[Page excerpt]

Saturday, April 12, 2008

Indonesian Government Temporarily Blocks Astro's Broadcast

The Indonesian government blocked Friday the broadcasting of subscription television operator Astro, a unit of Malaysia's largest pay TV operator Astro All Asia Network Plc., due to its failure to meet obligations.

Astro, managed in Indonesia by PT Direct Vision, is accused by the Ministry of Information and Communication of a number of negligences, including failing to pay fees for using certain frequency bands.

"The ministry has temporarily banned Astro's broadcasting for failing to meet all of its obligations," said Gatot D. Broto, spokesman for the ministry's directorate general of post and telecommunication.

Astro, which began operations in 2006, broadcasts via satellite in Java, Sumatra, Kalimantan and Sulawesi.

The operator has been off-air since 10 a.m. Friday.

Gatot said the ministry would allow Astro to resume broadcasting immediately upon fulfillment of its obligations. "If Astro has fulfilled the obligations by next Monday, it can directly resume its broadcast," he said, adding the ban had nothing to do with frequency problems or satellite reciprocal arrangements.

Gatot said the government had contacted Astro to fulfill its payments on March 19 before issuing a warning letter. "We won't make it complicated. We just want to enforce the broadcasting regulation. And it has nothing to do with Astro's monopoly of English League soccer programs," he said.

[Stated problem] List every region that the news report on the Astro broadcast ban names as a place where Astro broadcasts via satellite.

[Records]
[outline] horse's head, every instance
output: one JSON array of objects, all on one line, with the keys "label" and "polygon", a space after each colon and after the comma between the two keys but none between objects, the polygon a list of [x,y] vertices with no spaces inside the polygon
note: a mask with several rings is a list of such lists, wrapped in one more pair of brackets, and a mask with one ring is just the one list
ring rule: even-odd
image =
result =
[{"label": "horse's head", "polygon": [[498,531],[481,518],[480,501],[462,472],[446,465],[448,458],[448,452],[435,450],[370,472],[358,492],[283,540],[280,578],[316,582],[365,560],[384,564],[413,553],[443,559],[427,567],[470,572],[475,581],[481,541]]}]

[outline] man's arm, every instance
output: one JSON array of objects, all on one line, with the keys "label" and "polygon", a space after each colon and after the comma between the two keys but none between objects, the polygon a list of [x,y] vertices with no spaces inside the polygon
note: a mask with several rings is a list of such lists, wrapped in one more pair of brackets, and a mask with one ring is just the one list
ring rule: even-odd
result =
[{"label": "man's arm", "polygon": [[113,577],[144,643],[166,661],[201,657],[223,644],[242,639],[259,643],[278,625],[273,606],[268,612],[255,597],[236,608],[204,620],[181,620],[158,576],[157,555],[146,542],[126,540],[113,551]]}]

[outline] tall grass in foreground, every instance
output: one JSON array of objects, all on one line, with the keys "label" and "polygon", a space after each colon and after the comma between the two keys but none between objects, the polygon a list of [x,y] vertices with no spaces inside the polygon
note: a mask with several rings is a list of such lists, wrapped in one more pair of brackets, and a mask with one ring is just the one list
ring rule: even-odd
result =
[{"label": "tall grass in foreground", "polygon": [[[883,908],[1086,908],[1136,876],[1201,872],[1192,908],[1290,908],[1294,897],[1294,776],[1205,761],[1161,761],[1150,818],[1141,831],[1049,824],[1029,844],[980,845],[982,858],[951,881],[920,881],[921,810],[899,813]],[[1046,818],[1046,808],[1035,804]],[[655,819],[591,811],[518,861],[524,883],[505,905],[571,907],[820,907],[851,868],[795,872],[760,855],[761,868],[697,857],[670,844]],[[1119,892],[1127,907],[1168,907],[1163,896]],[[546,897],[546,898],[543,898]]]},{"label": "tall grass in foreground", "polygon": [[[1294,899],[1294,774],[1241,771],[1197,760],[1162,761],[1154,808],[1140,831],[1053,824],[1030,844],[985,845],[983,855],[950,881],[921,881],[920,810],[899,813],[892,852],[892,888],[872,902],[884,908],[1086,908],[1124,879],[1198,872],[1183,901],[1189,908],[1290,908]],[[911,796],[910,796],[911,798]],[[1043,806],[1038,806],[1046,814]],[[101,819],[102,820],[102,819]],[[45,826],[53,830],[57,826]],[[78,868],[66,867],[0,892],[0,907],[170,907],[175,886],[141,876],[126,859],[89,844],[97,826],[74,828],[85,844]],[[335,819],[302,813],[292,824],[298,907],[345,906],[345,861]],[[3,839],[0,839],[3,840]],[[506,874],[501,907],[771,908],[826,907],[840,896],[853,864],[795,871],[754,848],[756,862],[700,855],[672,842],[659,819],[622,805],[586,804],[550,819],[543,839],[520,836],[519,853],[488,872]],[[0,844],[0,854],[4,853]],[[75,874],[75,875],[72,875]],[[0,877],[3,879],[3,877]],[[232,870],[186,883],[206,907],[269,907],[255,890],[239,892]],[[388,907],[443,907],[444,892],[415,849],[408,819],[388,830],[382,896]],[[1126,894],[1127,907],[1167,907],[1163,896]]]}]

[Answer below] Java, Sumatra, Kalimantan, Sulawesi